* [REQUIRED WORK]:
Line by line, repeat all the material exactly as it appears.

>>>

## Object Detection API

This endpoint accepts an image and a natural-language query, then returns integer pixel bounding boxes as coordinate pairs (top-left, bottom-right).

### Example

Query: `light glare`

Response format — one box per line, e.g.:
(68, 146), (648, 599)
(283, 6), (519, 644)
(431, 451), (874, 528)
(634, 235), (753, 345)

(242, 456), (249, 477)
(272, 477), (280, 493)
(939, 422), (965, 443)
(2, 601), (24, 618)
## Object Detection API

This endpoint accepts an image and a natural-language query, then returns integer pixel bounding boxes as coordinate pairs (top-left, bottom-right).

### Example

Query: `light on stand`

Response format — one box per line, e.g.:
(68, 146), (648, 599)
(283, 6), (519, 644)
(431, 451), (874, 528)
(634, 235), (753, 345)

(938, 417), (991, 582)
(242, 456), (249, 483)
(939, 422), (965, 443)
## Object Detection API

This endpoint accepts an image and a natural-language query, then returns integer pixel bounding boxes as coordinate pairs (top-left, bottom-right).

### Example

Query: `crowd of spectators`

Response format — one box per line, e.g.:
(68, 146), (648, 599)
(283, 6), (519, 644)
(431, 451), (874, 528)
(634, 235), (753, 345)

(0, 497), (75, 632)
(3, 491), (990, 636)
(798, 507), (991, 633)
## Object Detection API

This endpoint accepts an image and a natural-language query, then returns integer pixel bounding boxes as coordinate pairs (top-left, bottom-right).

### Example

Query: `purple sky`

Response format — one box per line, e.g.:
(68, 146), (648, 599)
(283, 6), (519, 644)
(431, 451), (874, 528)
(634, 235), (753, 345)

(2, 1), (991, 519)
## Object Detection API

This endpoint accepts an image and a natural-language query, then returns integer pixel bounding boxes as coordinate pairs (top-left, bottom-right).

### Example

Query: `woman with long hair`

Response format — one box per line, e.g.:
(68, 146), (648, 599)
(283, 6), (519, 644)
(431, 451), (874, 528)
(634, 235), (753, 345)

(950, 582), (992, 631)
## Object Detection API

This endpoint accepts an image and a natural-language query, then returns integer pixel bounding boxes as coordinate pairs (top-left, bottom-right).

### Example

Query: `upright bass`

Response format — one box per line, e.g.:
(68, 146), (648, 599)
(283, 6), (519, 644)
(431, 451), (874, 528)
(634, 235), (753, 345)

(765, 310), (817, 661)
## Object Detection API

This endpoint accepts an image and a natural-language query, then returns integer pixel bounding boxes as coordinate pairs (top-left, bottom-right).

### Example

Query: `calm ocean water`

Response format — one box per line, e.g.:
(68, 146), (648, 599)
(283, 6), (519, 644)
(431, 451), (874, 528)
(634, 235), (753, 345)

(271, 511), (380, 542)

<<<

* [RESPONSE]:
## Object Detection API

This endpoint accepts an image and a natural-language query, then returns integer pixel bounding boxes as coordinate pairs (top-left, bottom-right).

### Example

Query: `light glare`

Response format — one box per line, e.g.:
(68, 146), (648, 599)
(283, 6), (519, 644)
(431, 451), (874, 528)
(634, 235), (753, 345)

(242, 456), (249, 477)
(272, 477), (280, 493)
(939, 422), (965, 443)
(2, 601), (24, 618)
## Object Detection API

This endpoint accepts an image and a natural-language query, then returns integer pixel bounding boxes as coordinate pairs (top-left, bottom-right).

### Example

Query: `light on stand`

Response format — one box per line, e.g.:
(68, 146), (648, 599)
(283, 6), (519, 644)
(431, 451), (874, 528)
(634, 235), (753, 345)

(938, 417), (991, 582)
(242, 456), (249, 483)
(939, 422), (965, 443)
## Object Detection API

This endpoint accepts an image and a natural-language query, then returns integer pixel bounding boxes as coordinate pairs (top-left, bottom-right).

### Example

Query: `crowd of spectators`

Response format — one box per line, e.g.:
(68, 146), (648, 599)
(283, 6), (519, 644)
(431, 451), (874, 528)
(634, 235), (753, 345)

(0, 497), (75, 632)
(3, 491), (990, 636)
(798, 507), (991, 633)
## Object Detection API

This endpoint accepts an image and a natural-language query, then returns integer pixel bounding boxes as coordinate pairs (top-left, bottom-right).

### Example

Query: `purple sky`

Response format — one box per line, e.g.:
(68, 146), (648, 599)
(283, 6), (519, 644)
(431, 451), (874, 528)
(634, 235), (753, 345)

(2, 1), (991, 519)
## Object Detection API

This endpoint accepts an image and a natural-language query, then returns integer pixel bounding boxes as coordinate pairs (top-left, bottom-right).

### Example

Query: `woman with long hair`

Response format — one box per line, e.g.:
(68, 146), (648, 599)
(283, 6), (519, 644)
(431, 451), (874, 528)
(634, 235), (753, 345)

(950, 582), (992, 631)
## Object Detection API

This endpoint accepts an image and a natural-language query, then returns integer pixel bounding boxes as coordinate pairs (top-left, bottom-right).

### Example

Query: `upright bass`

Response format — one box per line, e.g.:
(68, 146), (648, 599)
(283, 6), (519, 644)
(431, 451), (874, 528)
(634, 235), (753, 345)

(765, 310), (817, 661)
## Object Detection API

This endpoint accepts an image and a natural-language query, then returns integer pixel bounding boxes as coordinate pairs (top-left, bottom-right).

### Example

Query: `calm ocean water`

Response format — one box per line, e.g.:
(68, 146), (648, 599)
(283, 6), (519, 644)
(431, 451), (874, 528)
(634, 235), (753, 345)

(271, 511), (380, 542)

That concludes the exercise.